Revise the loan agreement text between "4.Use of the" and "June 30, 2018.", inclusive, so that "administrative expenses" becomes "operating expenses".

- [Text excerpt]:

════

2.Loan Agreement. The City agrees to disburse the Loan to the Successor
Agency upon the Successor Agency’s request. The Loan will be disbursed to the Successor
Agency to be held in its accounts and may be used to pay any of the Successor Agency’s
administrative costs set forth in the ROPS 17-18B.
3.Interest and Repayment Terms. All disbursed and outstanding Loan amounts
will accrue interest at the rate earned by funds deposited by the City into the Local Agency
Investment Fund, as it may be adjusted from time-to-time (“LAIF Rate”), from the date of
disbursement until fully repaid.
4.Use of the Loan. The Successor Agency shall utilize the proceeds of the Loan
to pay for the administrative expenses of the Successor Agency in light of the fact that the
monies received by the Successor Agency as of January 1, 2018 as the remittance from the
Redevelopment Property Tax Trust Fund are not estimated to be sufficient when added to
other available funds of the Successor Agency, to fully pay for administrative costs of the
Successor Agency for the period January 1, 2018 through June 30, 2018.
5.Source of Repayment of the Loan. The Loan shall be repaid by the Successor
Agency from revenues available to the Successor Agency.
6.Inclusion on Recognized Obligation PaymentSchedule.

════

- [Raw data]:

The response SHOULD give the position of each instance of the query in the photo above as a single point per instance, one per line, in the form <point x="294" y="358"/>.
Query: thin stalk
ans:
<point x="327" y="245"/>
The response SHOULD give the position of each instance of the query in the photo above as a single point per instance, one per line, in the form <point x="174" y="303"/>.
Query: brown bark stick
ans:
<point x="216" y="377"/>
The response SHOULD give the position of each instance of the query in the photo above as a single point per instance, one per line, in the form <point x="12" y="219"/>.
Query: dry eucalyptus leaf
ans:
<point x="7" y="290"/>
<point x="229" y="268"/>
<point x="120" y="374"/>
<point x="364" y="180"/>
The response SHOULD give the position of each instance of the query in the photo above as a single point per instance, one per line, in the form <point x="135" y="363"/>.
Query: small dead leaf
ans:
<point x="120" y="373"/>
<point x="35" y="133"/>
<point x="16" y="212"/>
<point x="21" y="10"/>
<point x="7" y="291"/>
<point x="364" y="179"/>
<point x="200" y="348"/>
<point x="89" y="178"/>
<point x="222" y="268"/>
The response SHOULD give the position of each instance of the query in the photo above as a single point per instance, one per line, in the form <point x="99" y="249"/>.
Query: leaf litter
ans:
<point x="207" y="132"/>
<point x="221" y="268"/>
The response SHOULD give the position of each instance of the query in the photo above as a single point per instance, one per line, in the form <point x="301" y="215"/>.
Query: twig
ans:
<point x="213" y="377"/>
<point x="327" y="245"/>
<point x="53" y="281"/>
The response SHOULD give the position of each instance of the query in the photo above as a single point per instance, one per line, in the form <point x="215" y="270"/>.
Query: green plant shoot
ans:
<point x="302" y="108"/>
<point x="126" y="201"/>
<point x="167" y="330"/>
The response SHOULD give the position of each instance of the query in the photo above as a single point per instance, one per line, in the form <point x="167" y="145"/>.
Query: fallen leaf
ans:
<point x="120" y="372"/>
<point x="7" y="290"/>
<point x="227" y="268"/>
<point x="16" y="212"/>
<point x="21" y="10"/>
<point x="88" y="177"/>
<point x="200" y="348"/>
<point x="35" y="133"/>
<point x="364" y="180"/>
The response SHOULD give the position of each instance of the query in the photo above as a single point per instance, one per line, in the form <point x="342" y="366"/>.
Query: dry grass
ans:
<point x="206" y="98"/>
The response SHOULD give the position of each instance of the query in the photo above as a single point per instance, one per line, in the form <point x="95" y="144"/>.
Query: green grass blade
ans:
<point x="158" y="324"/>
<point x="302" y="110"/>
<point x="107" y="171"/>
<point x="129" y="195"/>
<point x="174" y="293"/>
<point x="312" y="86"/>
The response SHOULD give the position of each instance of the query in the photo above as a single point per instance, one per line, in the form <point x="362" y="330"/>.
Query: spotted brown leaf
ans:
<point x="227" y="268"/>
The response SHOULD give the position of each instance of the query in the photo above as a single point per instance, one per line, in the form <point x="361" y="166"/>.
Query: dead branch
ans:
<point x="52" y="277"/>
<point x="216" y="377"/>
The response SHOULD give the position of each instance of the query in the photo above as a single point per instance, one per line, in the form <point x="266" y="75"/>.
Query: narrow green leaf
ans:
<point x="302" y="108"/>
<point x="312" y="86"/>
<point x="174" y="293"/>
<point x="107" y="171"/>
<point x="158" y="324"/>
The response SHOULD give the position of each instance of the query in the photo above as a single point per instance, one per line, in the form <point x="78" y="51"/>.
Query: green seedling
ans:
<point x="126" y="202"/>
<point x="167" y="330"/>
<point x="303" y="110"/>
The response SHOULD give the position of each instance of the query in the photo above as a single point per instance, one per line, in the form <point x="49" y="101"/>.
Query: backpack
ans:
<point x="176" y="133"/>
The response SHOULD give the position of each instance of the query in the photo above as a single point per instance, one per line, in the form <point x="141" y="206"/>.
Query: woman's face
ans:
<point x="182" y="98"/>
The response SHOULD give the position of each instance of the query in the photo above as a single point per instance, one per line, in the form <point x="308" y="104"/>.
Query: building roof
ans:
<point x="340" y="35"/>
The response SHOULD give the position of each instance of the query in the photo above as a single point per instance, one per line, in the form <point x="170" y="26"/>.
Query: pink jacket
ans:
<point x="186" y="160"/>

════

- [Expected answer]:
4.Use of the Loan. The Successor Agency shall utilize the proceeds of the Loan
to pay for the operating expenses of the Successor Agency in light of the fact that the
monies received by the Successor Agency as of January 1, 2018 as the remittance from the
Redevelopment Property Tax Trust Fund are not estimated to be sufficient when added to
other available funds of the Successor Agency, to fully pay for administrative costs of the
Successor Agency for the period January 1, 2018 through June 30, 2018.